╭─ Pasaje mostrado

Quizá esta mirada atenta, meticulosa y lúcida, aunque no es infantil, comparte la escala de la infancia, aquella que convierte las esperas, los árboles y los escalones en obstáculos o esperanzas inconmensurables. En Jugo de naranja, esta percepción pausada alcanza extremos minimalistas y devuelve a la infancia su regalo:
Me gustaría ir de vacaciones a tu cuaderno de geografía. Viajar en plumón hasta los litorales trazados por un lápiz, internarme en el mosaico de colores con nombres de países. Me gustaría caminar sobre ese pastizal de rayones amarillos y calentarme con ese sol planito que se asoma en la esquina de la hoja. Navegar en ese río impresionista que se sale del borde y quedarme atrapada para siempre en una inverosímil, luminosa, espléndida falta de ortografía.
¿Quién pudiera transitar por la vida como Carmen Villoro? En sus textos ha logrado aislar, fotografiar las partes más fugaces, buscar el deleite y el dolor en la presencia silenciosa de los objetos que forman nuestro mundo diario, en las situaciones que de tanto repetirse se vuelven invisibles. Uno tiene la impresión, al leerlos, de que no ha vivido, de que ha dejado pasar a la lluvia, que ha fumado cigarros sin aprender nada, que no ha sabido recibir el amor de sus calcetines y ha corrido el riesgo de que la manguera enroscada al acecho lo pique como una víbora, de que ha hecho cientos de veces la cola en el banco sin percibir las veredas de transparencia que trazan los limpiavidrios y ha comido sus tortas sin evocar la caricia de la lechuga como la de unos labios, entre tantas cosas. Así, el humor y la melancolía que simultáneamente permean estas prosas rápidas y económicas, pero tan generosas con sus deslumbramientos, quedan sedimentados en el alma del lector como si fueran parte de una vida pendiente, de una tarea por hacer. Dice nuestra autora:
La vida está hecha de pequeñas muertes, ciclos que comienzan y terminan. Pero, en el tiempo, las heridas que duelen no son las que se abren, sino las que se cierran para siempre. Cuantas veces nos despedimos de nosotros mismos, cuántas nos dejamos a la orilla del camino. Hoy somos otro que acaso extraña al que antes fue, pero ya no lo reconoce. Por eso, el temor a la muerte no es un miedo a lo desconocido, sino a lo conocido.
Por eso, antes de volver a morir, vale la pena hacer esta tarea y empezar un nuevo ciclo o un nuevo día con este Jugo de naranja que, como señala Carmen, disuelve los temores y alivia las heridas.

╰─

■ Por hacer ■
1. Según el pasaje, ¿qué dos efectos tiene el Jugo de naranja de acuerdo con lo que señala Carmen?
2. Por favor, copia el pasaje entre "Por eso, antes" y "alivia las heridas.", ambos incluidos, y sustituye "temores" por "miedos".

╭─ Material proporcionado

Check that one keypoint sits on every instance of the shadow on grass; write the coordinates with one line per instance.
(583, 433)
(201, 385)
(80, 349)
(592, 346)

╰─

■ Soluciones ■
1. Disuelve los temores y alivia las heridas.

2.
Por eso, antes de volver a morir, vale la pena hacer esta tarea y empezar un nuevo ciclo o un nuevo día con este Jugo de naranja que, como señala Carmen, disuelve los miedos y alivia las heridas.